PROBLEM REQUIREMENTS – What is the count of lines below that include "leaf"? Reply with nothing else.
[Opening RECORDS FOR THIS TASK section]
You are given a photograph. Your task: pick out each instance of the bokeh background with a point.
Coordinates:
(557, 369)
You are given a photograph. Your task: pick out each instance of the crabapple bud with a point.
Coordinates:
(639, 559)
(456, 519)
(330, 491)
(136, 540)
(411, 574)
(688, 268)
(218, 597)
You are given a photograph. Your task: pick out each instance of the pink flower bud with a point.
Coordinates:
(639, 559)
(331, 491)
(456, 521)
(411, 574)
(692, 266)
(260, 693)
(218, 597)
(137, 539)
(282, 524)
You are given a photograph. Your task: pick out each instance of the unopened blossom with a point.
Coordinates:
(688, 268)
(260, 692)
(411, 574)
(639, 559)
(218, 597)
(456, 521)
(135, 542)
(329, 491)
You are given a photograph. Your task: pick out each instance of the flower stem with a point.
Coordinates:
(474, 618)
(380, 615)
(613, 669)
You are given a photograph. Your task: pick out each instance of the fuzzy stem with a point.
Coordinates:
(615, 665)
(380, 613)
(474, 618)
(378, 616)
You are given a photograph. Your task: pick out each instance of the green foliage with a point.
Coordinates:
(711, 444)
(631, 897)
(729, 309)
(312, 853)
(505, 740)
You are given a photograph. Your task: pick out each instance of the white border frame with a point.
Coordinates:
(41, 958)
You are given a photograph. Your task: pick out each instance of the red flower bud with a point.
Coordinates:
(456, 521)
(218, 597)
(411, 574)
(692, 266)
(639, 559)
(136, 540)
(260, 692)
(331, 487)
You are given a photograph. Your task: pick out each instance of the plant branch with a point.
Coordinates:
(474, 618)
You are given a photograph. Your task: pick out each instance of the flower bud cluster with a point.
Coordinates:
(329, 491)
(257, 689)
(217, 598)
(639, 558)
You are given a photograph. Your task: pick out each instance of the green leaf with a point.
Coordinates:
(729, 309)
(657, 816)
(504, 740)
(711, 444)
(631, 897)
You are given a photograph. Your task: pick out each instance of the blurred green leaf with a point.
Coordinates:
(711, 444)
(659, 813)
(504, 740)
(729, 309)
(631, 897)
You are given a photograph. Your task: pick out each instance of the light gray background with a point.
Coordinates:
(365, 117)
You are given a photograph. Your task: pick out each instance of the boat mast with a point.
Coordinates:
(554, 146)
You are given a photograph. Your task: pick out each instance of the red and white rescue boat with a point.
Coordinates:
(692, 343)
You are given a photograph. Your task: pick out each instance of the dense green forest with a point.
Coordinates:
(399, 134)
[Closing RECORDS FOR THIS TASK section]
OUTPUT FOR THIS EXERCISE – 2